Work to be completed ::
Begin at the line that has "462L453 458L383 434L302" and stop after the line that has "positive clicks: (432, 461) (425, 460)". Write those lines out again, swapping "rough mask" for "coarse mask" and leaving everything else unchanged.

↓↓↓

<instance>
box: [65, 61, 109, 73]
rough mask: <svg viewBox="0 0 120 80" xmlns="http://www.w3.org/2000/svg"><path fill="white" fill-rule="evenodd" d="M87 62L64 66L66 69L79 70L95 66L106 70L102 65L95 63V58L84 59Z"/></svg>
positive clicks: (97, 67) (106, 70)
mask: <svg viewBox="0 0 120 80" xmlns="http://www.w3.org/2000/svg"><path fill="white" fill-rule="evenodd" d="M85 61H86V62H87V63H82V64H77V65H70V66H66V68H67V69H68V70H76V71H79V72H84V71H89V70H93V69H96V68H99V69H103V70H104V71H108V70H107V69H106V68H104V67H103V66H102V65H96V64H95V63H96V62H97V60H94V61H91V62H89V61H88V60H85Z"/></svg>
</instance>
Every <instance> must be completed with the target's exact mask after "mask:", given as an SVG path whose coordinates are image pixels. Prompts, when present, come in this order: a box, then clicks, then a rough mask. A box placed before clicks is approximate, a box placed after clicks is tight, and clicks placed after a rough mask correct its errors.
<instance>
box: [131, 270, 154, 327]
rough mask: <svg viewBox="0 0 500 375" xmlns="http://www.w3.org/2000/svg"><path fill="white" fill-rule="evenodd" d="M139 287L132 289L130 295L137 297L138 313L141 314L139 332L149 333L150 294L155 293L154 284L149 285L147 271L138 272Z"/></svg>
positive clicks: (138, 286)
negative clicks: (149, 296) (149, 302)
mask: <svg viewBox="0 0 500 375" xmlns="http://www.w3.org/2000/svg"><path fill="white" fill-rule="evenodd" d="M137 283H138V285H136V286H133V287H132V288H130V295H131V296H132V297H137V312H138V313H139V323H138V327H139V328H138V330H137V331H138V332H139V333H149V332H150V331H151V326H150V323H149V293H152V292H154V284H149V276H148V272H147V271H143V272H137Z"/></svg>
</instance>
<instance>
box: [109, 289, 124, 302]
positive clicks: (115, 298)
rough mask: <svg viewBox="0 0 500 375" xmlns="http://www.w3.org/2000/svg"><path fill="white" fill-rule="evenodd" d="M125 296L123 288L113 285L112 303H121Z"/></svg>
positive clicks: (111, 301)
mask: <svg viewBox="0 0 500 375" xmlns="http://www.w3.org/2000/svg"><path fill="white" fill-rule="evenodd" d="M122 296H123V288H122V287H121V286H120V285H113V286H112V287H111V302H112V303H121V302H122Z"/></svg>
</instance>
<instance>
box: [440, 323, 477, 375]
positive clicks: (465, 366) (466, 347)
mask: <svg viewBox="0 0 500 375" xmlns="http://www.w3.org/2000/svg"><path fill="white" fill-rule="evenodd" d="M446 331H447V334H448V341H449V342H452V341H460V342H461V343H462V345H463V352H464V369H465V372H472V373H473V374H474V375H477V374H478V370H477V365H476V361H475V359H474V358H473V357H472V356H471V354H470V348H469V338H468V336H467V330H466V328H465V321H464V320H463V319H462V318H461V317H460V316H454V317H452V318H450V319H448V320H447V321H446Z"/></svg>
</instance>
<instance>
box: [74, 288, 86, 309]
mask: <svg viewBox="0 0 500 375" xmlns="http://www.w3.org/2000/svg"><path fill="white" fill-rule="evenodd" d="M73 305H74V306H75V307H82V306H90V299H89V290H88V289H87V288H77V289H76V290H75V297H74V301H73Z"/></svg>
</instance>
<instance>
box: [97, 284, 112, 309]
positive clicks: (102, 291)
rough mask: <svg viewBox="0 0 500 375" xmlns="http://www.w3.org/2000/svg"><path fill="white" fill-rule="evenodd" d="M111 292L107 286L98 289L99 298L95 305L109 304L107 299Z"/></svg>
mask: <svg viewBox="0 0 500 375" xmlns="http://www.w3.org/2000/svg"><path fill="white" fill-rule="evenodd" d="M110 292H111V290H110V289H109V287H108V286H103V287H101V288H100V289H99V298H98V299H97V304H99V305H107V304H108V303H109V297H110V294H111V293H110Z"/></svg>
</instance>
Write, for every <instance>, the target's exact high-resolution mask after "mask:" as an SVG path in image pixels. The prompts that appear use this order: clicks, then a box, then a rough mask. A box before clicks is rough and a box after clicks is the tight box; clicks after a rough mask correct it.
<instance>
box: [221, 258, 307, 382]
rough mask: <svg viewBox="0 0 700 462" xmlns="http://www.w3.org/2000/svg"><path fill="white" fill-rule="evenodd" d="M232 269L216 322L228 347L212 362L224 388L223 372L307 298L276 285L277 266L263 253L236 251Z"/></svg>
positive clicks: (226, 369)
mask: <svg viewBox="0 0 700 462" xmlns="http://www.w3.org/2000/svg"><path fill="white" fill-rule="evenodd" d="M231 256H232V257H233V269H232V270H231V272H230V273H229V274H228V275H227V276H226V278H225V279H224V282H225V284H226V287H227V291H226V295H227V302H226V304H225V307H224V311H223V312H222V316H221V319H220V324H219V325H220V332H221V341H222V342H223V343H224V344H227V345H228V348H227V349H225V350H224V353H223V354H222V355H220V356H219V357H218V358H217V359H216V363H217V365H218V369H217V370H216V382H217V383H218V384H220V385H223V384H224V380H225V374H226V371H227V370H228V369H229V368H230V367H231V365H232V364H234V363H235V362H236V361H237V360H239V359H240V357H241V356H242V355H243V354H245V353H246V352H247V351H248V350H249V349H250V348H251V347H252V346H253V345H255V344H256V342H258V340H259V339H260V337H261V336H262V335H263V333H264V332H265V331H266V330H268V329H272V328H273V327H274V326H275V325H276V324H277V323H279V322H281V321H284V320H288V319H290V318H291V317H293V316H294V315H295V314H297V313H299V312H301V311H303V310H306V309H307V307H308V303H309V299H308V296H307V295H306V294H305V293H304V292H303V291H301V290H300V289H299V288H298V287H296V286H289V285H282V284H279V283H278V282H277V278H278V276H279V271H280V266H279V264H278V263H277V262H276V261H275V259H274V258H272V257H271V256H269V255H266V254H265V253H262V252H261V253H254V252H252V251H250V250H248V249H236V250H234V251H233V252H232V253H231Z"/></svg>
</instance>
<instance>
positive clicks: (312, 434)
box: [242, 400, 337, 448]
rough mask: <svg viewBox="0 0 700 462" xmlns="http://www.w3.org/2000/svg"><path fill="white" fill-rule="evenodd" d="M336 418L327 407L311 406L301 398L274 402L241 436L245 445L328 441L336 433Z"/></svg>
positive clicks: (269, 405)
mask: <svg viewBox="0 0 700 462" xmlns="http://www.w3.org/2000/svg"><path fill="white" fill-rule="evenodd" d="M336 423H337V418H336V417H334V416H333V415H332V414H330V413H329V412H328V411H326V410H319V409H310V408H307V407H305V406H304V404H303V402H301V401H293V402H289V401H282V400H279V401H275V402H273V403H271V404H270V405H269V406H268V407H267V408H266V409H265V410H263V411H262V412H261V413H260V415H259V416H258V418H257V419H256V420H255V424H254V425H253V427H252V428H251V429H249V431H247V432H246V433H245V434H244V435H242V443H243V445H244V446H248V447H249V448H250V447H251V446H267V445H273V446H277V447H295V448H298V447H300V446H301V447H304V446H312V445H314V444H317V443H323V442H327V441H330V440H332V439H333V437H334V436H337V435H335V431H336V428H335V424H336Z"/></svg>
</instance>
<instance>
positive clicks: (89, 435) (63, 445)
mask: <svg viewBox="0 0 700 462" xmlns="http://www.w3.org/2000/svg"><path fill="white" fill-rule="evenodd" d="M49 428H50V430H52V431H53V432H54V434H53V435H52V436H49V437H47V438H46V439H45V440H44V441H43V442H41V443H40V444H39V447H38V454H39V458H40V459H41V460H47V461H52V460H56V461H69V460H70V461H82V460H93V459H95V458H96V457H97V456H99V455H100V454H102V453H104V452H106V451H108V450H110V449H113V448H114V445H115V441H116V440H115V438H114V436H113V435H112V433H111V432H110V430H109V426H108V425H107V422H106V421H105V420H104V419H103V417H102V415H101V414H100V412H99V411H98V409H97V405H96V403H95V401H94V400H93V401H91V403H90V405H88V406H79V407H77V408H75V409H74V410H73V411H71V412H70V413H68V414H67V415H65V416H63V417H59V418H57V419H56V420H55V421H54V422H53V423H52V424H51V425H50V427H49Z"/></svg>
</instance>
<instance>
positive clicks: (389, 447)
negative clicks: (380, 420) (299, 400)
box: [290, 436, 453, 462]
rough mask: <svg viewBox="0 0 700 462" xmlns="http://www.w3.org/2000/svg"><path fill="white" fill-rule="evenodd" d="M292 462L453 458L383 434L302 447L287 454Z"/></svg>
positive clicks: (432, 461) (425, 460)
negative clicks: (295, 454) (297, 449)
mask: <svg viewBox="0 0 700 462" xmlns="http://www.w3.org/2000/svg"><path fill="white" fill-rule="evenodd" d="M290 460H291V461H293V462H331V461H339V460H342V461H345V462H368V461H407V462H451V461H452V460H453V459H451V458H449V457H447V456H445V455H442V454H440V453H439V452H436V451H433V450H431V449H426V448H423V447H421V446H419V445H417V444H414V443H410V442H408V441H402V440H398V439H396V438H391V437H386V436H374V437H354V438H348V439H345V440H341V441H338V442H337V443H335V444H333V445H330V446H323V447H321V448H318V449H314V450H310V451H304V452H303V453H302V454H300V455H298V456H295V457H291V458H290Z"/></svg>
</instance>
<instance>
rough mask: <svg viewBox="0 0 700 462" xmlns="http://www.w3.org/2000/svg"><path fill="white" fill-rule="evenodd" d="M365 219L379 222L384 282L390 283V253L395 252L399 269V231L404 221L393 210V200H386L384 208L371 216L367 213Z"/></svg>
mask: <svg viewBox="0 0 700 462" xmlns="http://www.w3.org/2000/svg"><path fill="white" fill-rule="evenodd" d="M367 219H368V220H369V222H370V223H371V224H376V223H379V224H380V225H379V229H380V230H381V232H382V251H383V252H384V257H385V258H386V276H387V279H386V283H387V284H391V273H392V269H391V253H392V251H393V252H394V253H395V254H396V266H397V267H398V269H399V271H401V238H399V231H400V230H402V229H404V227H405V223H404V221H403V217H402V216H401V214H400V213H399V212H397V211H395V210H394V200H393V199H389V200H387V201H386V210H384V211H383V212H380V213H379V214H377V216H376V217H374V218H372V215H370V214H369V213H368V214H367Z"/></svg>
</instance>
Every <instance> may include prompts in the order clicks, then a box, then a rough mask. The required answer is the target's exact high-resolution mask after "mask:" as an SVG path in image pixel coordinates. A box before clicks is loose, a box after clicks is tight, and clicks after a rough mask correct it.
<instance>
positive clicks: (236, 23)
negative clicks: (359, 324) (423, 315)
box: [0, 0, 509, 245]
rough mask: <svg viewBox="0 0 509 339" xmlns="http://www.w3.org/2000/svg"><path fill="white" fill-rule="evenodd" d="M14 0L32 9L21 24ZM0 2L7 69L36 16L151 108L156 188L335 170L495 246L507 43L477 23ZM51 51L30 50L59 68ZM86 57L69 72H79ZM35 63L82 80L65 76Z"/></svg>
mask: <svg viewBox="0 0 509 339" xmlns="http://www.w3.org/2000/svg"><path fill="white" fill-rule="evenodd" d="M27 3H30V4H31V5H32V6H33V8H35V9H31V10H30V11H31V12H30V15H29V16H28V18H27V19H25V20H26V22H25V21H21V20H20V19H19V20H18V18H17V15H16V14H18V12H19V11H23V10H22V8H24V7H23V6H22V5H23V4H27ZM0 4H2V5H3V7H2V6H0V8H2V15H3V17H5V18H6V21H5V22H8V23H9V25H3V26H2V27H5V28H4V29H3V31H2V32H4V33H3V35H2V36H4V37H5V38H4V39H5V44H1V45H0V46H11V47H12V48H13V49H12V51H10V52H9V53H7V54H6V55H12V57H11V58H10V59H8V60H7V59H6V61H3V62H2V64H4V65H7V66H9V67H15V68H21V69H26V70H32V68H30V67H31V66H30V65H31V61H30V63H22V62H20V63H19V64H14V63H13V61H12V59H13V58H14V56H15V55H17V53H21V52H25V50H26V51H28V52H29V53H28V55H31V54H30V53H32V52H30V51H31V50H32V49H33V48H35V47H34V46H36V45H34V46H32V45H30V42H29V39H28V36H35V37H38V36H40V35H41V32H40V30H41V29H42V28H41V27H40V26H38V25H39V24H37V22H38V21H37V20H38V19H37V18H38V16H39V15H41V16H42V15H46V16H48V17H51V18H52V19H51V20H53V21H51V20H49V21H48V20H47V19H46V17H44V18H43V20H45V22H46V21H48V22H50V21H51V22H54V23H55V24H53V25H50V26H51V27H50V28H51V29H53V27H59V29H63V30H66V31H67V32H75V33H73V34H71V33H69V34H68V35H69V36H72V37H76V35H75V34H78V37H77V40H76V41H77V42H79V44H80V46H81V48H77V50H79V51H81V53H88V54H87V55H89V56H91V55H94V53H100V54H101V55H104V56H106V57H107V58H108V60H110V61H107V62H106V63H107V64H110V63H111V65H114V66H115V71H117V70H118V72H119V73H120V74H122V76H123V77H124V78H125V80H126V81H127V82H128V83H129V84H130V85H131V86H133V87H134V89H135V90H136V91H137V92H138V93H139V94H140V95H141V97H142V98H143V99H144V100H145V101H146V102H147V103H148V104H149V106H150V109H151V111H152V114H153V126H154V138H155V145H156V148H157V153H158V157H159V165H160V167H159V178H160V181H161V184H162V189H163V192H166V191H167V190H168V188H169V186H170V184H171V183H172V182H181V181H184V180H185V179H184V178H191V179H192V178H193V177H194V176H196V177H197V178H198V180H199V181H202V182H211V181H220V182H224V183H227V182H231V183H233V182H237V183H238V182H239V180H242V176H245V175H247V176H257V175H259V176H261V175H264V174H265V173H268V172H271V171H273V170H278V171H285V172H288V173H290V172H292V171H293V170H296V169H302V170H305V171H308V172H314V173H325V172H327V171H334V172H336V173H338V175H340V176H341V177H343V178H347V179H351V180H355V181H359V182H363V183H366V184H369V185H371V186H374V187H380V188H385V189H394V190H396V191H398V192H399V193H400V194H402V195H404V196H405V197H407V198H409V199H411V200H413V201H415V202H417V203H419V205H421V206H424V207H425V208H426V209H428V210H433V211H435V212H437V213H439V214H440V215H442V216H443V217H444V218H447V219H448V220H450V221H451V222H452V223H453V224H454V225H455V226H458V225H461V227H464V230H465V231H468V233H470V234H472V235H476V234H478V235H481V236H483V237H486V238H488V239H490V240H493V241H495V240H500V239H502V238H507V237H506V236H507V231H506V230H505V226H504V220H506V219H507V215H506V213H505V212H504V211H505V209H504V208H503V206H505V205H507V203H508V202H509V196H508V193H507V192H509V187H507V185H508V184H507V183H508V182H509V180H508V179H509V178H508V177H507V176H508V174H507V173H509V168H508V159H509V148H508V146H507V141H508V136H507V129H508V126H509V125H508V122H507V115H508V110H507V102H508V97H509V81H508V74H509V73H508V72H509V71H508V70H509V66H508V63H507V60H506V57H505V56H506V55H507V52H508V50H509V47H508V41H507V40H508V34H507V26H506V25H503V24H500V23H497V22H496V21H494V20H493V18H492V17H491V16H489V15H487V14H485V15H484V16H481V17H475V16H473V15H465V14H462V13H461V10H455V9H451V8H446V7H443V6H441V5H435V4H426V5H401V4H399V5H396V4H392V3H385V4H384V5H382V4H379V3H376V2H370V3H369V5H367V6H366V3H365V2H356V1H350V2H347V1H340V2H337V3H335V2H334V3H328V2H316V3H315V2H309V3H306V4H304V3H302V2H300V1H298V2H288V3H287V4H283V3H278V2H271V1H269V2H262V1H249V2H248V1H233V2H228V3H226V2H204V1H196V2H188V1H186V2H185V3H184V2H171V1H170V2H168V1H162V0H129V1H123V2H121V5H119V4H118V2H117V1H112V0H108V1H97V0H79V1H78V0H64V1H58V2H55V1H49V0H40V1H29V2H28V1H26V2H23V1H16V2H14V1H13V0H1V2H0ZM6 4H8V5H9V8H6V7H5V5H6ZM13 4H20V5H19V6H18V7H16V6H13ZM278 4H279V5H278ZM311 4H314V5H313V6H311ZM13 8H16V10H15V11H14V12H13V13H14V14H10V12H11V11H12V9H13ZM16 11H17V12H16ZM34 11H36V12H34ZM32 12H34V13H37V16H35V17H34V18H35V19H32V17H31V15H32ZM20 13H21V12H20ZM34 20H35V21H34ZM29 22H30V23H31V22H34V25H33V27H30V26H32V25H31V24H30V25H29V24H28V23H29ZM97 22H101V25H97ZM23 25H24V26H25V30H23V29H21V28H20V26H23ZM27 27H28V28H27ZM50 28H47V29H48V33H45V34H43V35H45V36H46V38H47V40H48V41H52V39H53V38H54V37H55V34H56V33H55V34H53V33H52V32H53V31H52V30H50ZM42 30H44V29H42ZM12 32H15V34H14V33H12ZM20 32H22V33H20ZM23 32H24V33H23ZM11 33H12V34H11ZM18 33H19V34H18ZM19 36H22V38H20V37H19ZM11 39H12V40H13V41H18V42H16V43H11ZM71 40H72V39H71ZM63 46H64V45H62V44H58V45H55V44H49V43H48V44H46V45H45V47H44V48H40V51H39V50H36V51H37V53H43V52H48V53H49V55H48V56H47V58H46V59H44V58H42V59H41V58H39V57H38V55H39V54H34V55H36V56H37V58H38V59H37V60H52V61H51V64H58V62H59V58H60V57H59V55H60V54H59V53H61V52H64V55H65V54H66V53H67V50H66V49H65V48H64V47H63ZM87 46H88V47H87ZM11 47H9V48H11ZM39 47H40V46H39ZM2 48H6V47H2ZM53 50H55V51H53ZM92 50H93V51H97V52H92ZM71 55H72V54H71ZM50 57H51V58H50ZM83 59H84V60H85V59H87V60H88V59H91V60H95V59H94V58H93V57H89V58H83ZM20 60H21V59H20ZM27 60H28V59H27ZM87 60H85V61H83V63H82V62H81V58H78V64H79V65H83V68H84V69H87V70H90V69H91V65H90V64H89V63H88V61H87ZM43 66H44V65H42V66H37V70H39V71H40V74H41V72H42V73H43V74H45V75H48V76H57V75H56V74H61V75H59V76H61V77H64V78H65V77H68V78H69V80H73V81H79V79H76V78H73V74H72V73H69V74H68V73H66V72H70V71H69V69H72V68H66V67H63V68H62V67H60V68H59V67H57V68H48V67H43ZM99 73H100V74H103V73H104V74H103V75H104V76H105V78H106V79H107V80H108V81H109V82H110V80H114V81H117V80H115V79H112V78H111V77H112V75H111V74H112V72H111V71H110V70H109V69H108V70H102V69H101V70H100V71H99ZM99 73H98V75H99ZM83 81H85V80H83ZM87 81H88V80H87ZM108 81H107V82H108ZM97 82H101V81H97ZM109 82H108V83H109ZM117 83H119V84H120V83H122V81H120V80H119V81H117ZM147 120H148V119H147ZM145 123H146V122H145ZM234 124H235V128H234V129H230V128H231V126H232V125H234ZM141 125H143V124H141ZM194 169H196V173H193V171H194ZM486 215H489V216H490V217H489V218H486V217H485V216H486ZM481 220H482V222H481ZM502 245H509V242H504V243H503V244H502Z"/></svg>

↑↑↑

Task answer ::
coarse mask: <svg viewBox="0 0 700 462" xmlns="http://www.w3.org/2000/svg"><path fill="white" fill-rule="evenodd" d="M292 462L453 458L383 434L302 447L287 454Z"/></svg>
positive clicks: (432, 461) (425, 460)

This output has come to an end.